Start of Extracted text

Does training laparoscopic skills in a virtual reality simulator improve surgical performance?
ABSTRACT Several different methods of teaching laparoscopic skills have been advocated, with virtual reality surgical simulation (VRSS) being the most popular. Its effectiveness in improving surgical performance is not a consensus yet, however. The purpose of this study was to determine whether practicing surgical skills in a virtual reality simulator results in improved surgical performance.
Fifteen medical students recruited for the study were divided into three groups. Group I (control) did not receive any VRSS training. For 10 weeks, group II trained basic laparoscopic skills (camera handling, cutting skill, peg transfer skill, and clipping skill) in a VRSS laparoscopic skills simulator. Group III practiced the same skills and, in addition, performed a simulated cholecystectomy. All students then performed a cholecystectomy in a swine model. Their performance was reviewed by two experienced surgeons. The following parameters were evaluated: Gallbladder pedicle dissection time, clipping time, time for cutting the pedicle, gallbladder removal time, total procedure time, and blood loss.
With practice, there was improvement in most of the evaluated parameters by each of the individuals. There were no statistical differences in any of evaluated parameters between those who did and did not undergo VRSS training, however.
VRSS training is assumed to be an effective tool for learning and practicing laparoscopic skills. In this study, we could not demonstrate that VRSS training resulted in improved surgical performance. It may be useful, however, in familiarizing surgeons with laparoscopic surgery. More effective methods of teaching laparoscopic skills should be evaluated to help in improving surgical performance.

End of Extracted text
Start of Data shown

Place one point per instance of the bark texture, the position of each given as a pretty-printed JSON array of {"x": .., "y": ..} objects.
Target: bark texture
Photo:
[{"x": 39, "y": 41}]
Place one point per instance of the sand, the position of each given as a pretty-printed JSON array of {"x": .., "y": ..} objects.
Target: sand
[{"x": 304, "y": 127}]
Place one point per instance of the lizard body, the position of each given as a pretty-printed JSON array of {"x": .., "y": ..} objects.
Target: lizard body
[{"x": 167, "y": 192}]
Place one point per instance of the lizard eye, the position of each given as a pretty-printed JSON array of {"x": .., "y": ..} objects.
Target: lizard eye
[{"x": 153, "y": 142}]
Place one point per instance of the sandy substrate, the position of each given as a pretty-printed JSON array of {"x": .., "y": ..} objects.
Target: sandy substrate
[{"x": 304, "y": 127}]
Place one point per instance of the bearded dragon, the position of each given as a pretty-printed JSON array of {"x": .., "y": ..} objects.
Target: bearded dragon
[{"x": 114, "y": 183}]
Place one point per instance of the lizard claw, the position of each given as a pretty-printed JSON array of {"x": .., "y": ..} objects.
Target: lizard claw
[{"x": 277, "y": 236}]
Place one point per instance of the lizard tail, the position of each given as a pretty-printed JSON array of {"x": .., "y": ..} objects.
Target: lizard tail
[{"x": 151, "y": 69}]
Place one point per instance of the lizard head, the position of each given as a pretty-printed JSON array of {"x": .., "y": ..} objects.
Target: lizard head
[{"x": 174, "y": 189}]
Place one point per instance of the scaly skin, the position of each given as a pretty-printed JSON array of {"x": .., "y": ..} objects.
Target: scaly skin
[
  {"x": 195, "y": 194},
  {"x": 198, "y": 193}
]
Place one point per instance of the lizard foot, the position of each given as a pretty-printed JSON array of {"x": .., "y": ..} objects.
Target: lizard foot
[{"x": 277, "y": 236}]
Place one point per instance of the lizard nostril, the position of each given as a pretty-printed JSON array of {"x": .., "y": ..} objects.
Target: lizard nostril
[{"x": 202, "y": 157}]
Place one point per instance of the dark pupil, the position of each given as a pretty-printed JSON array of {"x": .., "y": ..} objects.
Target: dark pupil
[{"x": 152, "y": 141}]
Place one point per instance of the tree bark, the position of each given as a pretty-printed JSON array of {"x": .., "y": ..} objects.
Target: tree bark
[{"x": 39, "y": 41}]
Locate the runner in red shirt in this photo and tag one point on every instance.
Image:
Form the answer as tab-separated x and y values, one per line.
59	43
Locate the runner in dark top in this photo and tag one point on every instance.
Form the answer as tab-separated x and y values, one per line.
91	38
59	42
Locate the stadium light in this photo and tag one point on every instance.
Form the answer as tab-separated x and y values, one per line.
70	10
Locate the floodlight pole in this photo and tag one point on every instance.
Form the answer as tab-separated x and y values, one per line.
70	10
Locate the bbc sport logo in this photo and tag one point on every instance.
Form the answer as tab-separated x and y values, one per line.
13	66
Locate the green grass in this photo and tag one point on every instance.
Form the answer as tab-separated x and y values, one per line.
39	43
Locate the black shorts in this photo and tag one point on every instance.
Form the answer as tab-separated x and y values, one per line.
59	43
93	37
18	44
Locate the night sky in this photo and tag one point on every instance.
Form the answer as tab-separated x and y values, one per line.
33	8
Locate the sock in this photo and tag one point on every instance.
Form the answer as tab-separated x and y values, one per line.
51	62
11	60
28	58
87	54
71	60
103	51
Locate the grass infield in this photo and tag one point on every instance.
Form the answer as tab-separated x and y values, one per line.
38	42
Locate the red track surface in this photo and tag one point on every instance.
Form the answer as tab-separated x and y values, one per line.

End of Data shown

__Exercise prompt__:
According to the abstract on virtual reality surgical training, what did group III do in addition to practicing the basic laparoscopic skills? The entries bear no relation to the abstract on virtual reality surgical training.

__Answer section__:
Group III also performed a simulated cholecystectomy.